| Work instruction |
Where a picture occurs in the data, omit it, and copy all remaining data exactly.

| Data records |
BEGIN

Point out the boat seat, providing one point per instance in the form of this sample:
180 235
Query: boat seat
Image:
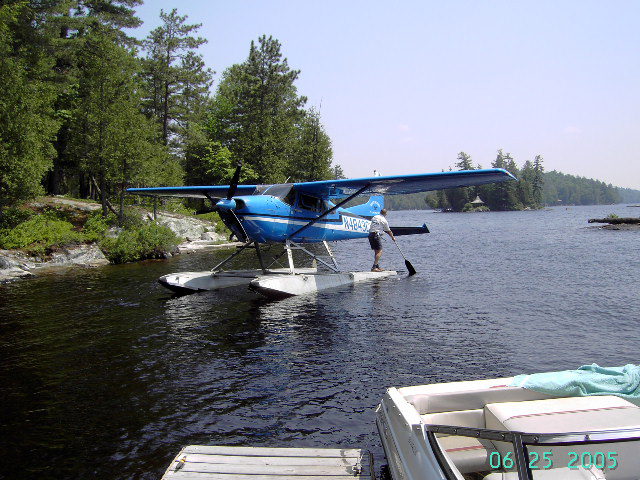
469 395
460 418
572 414
553 474
468 454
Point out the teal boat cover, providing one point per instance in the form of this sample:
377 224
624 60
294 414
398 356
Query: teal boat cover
587 380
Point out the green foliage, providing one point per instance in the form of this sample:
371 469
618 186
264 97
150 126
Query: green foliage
97 225
149 240
40 233
12 217
175 79
27 126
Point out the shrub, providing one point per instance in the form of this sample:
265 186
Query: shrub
96 226
12 217
214 217
147 241
40 233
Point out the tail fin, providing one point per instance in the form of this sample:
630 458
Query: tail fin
369 209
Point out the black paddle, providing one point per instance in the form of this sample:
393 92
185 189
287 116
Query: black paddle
412 271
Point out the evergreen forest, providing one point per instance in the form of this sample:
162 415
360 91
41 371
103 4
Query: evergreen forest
87 111
534 189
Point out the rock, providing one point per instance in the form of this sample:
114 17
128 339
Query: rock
185 227
12 267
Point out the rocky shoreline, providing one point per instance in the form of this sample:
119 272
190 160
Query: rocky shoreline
199 236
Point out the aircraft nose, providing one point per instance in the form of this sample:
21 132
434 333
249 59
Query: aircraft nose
226 205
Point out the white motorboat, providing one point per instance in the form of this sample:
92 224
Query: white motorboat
493 430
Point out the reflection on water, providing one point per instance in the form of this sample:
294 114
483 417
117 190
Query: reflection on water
105 374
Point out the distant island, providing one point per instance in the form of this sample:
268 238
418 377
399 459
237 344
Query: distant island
535 189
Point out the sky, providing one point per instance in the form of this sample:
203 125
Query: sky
404 86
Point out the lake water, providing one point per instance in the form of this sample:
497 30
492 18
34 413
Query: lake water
104 374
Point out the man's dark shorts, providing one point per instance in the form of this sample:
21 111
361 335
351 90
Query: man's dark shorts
375 241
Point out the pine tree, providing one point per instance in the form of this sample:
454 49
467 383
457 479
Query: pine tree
312 155
256 111
177 81
538 181
27 126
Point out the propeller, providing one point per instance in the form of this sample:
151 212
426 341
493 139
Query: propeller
229 203
234 181
226 207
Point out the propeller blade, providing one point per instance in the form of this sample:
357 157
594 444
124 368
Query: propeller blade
234 181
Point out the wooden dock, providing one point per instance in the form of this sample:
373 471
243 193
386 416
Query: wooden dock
199 462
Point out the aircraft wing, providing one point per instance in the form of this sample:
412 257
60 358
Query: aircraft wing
204 191
331 189
401 184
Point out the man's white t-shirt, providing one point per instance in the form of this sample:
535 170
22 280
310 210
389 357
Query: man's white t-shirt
379 225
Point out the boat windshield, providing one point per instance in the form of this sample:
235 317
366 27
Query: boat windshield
482 454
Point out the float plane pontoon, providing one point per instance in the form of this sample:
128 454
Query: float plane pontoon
574 425
295 214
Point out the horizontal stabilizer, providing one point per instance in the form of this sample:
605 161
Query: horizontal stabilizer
397 231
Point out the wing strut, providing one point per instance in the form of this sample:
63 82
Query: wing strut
331 210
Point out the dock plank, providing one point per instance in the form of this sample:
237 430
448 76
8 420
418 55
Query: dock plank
200 462
273 452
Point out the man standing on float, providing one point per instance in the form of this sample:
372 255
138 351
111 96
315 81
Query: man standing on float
379 225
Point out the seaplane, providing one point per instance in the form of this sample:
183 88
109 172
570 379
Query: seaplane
297 214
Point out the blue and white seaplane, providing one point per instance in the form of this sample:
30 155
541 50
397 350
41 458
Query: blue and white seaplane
295 214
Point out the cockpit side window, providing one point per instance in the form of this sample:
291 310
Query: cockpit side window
310 203
290 198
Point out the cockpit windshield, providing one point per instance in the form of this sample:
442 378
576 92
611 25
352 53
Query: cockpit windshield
280 190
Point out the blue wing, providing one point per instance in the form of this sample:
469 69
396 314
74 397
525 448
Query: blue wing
332 189
203 191
401 184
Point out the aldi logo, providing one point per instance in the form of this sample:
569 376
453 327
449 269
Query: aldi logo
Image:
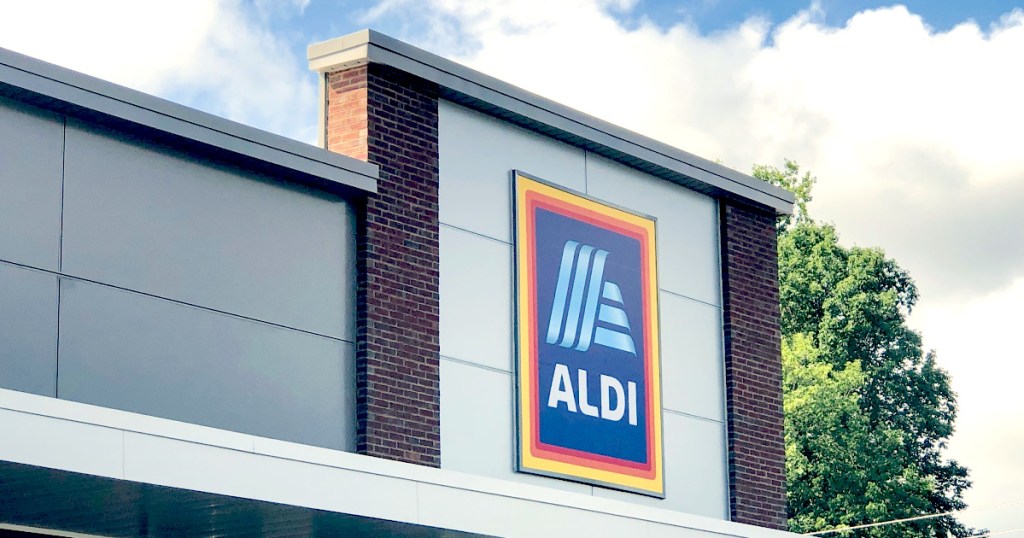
588 364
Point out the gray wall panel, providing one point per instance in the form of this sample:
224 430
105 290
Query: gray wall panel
477 153
139 354
477 436
31 149
28 330
476 295
142 218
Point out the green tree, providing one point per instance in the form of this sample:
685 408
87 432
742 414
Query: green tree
867 413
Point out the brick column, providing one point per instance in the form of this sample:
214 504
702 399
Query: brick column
389 118
753 367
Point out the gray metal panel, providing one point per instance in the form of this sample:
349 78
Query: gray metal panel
692 363
28 330
495 96
477 430
476 155
31 149
140 217
476 299
48 85
130 352
687 225
695 469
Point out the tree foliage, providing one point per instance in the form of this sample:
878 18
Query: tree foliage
867 412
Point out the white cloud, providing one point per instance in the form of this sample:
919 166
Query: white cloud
914 136
217 56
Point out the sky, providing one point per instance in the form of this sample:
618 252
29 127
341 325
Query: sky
910 116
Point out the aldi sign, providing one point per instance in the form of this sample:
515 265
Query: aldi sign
588 358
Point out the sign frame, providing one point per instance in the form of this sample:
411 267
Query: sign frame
534 456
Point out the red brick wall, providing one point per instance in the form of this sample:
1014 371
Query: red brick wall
390 119
753 367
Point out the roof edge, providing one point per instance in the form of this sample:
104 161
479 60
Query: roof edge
46 85
475 89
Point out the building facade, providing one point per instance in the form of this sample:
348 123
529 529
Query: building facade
209 329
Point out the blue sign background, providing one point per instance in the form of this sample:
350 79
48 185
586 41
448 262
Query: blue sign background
560 426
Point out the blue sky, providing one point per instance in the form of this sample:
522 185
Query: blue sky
909 115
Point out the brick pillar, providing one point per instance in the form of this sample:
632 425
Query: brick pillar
753 367
389 118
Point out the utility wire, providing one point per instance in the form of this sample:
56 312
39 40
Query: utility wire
986 535
919 518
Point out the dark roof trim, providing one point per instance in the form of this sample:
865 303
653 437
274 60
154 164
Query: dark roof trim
488 94
70 92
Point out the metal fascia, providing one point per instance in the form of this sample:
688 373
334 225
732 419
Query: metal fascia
44 84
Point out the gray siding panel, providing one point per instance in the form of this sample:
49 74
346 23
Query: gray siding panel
31 148
28 330
147 219
125 350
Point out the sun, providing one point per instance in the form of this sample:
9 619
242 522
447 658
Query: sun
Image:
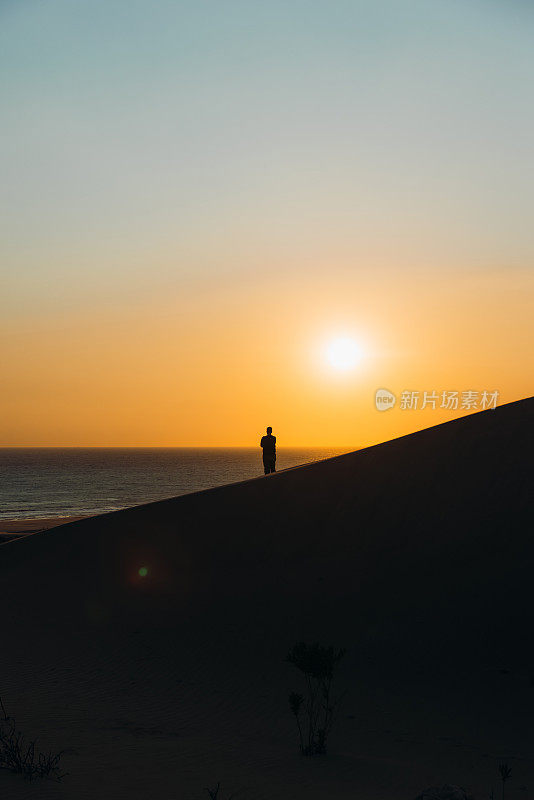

END

| Result for this exercise |
Point out the boat seat, providing one point per instance in the form of this sample:
180 235
Query: boat seat
Image:
469 395
460 418
572 414
553 474
468 454
Point out the teal boat cover, providing one point per instance in the form of this sample:
377 224
624 60
294 414
398 356
Query: teal boat cover
587 380
Point out the green foliage, providing one point per instance in the form of this sample:
371 469
618 186
264 97
150 126
Query: green foliage
97 225
149 240
40 233
12 217
175 79
27 126
Point out the shrub, providing one point per instance in the form of this sample:
265 186
Query: shrub
96 226
12 217
214 217
147 241
40 233
Point out the tail fin, providing one point per instance in the form of this sample:
630 458
Query: tail fin
369 209
Point out the black paddle, providing one point per instance in the form of this sample:
393 92
185 189
287 116
Query: black paddle
412 271
Point out the evergreen forest, providing one point per instance in the form of this sample:
162 415
360 91
41 371
103 4
Query: evergreen forest
87 111
534 189
Point out the rock, providing one point per instance in the form of this sample:
114 17
128 339
Query: rock
185 227
12 267
Point out the rocky shoreline, providing one point per instance in the form of this sample:
119 272
190 160
Query: rocky shoreline
199 236
Point out the aircraft nose, providing one point per instance in the form of this sample:
21 132
434 333
249 59
Query: aircraft nose
226 205
Point out the white motorboat, providing one point per instance in the form of this sample:
92 224
Query: white motorboat
493 430
Point out the reflection on water, providing one point per instance in the form of this sample:
294 114
483 417
117 190
Query: reflection on water
105 374
Point out the distant island, providing one point per instance in the form of this sample:
268 238
418 377
399 459
237 344
Query: distant island
535 189
Point out the sky, providing one point per instance in the form of this sample:
203 125
Query: sky
404 86
Point out the lake water, providing one point per instance in the form of this sample:
497 30
492 18
34 413
Query: lake water
104 374
Point out the man's dark shorts, providing one point per instance in the form of this sample:
21 111
361 335
351 90
Query: man's dark shorts
375 241
Point out the pine tree, providing one point per instance in the form of this sample:
454 49
467 383
457 479
Query: pine tree
312 155
256 111
177 81
538 181
27 126
Point out the propeller, providing one point per instance in the form of this sample:
151 212
426 341
493 139
Query: propeller
229 203
234 181
226 207
Point out the propeller blade, providing one point per instance in the form of this sample:
357 157
594 444
124 368
Query: propeller blade
234 181
Point out the wooden dock, providing one point per instance in the form of this sample:
373 471
243 193
386 416
Query: wooden dock
199 462
Point out the aircraft wing, providing one point per instance in the form of this sample:
412 257
60 358
Query: aircraft wing
204 191
331 189
401 184
Point out the man's white t-shirt, providing one point per instance in the form of this sample:
535 170
22 280
310 210
389 357
Query: man's white t-shirt
379 225
Point out the boat windshield, providing one point per instance in the form of this sample:
235 317
366 27
Query: boat windshield
482 454
Point out the float plane pontoon, providing one point per instance in the form of this sample:
128 454
Query: float plane pontoon
574 425
295 214
Point out the horizontal stabilizer, providing one point per instance in the form of this sample:
605 161
Query: horizontal stabilizer
397 231
Point out the wing strut, providing one point per instance in the form of this sample:
63 82
Query: wing strut
331 210
Point out the dock plank, providing one point per instance in the form of this sample:
237 430
448 76
8 420
418 55
Query: dock plank
200 462
273 452
Point out the man standing on float, providing one point per instance in the form of this sample:
372 255
138 351
111 96
315 81
Query: man standing on float
379 225
Point out the seaplane, providing one point per instance in the form of this sample:
183 88
109 172
570 379
Query: seaplane
297 214
Point out the blue and white seaplane, providing one point per instance in the form of this sample:
30 155
541 50
397 350
41 458
Query: blue and white seaplane
295 214
Point out the cockpit side window, providing one point per instance in the form of this sample:
291 310
Query: cockpit side window
310 203
290 198
Point out the cockpit windshield, providing one point per instance in the form of this sample:
442 378
576 92
611 25
352 53
Query: cockpit windshield
280 190
Point out the blue wing, providing one point per instance in the form of this sample:
469 69
396 314
74 397
525 448
Query: blue wing
332 189
203 191
401 184
Point out the aldi logo, providing one point per instance in the form of this sample:
569 376
453 327
449 269
Query: aldi logo
Image:
588 364
Point out the gray wall panel, providing one point per instance in the form of this sample:
224 430
105 290
Query: gray wall panel
477 153
139 354
477 436
31 149
28 330
476 295
142 218
Point out the green tree, providing one point per instance in the form of this sample:
685 408
87 432
742 414
Query: green tree
867 413
Point out the brick column, providing one point per instance in the form of this sample:
214 504
702 399
Query: brick column
389 118
753 367
Point out the gray metal panel, providing one point per instance in the form of this sample:
349 78
Query: gray metal panel
692 363
28 330
495 96
477 430
476 155
31 149
140 217
476 299
48 85
130 352
687 225
695 469
Point out the tree foliage, providing one point per instance in the form of this sample:
878 18
Query: tree foliage
867 412
Point out the white cloud, providing one point per instance in the form of this sample:
919 166
Query: white cloud
914 136
217 56
Point out the sky, providing one point per instance in the form of this sample:
618 252
29 127
341 325
Query: sky
910 116
Point out the aldi sign, providing one point per instance in the form of this sample:
515 265
Query: aldi sign
588 358
Point out the sign frame, providing one point per instance in the form of this sample:
411 267
Query: sign frame
534 456
Point out the red brick wall, providing one point per instance in the form of this sample:
1014 371
Query: red brick wall
390 119
753 367
Point out the roof edge, providing one point per instance in the form of this sample:
104 161
479 60
Query: roof edge
46 85
475 89
Point out the building facade, providing one point per instance in the form of this sample:
348 123
529 529
Query: building facade
209 329
Point out the blue sign background, providing one point per instance in the form of this sample:
350 79
48 185
586 41
448 262
Query: blue sign background
560 426
Point out the blue sky, providing one point per instance in the form of this sample:
522 185
Query: blue sky
909 115
Point out the brick pillar, providing one point per instance in the form of this sample:
632 425
Query: brick pillar
753 367
389 118
Point out the utility wire, providing one point per instance in the form of this sample:
56 312
39 40
Query: utility wire
986 535
919 518
Point out the dark roof trim, providing one point per instance in the form of this sample:
865 303
653 437
274 60
154 164
Query: dark roof trim
488 94
70 92
Point out the metal fascia, providing one point per instance in the form of this sample:
688 373
334 225
732 419
Query: metal fascia
44 84
Point out the gray siding panel, providing one point per instance in the form of this sample:
49 74
346 23
Query: gray siding panel
31 148
28 330
147 219
125 350
Point out the sun, providing one point per instance in the form of this sample:
9 619
242 522
447 658
Query: sun
Image:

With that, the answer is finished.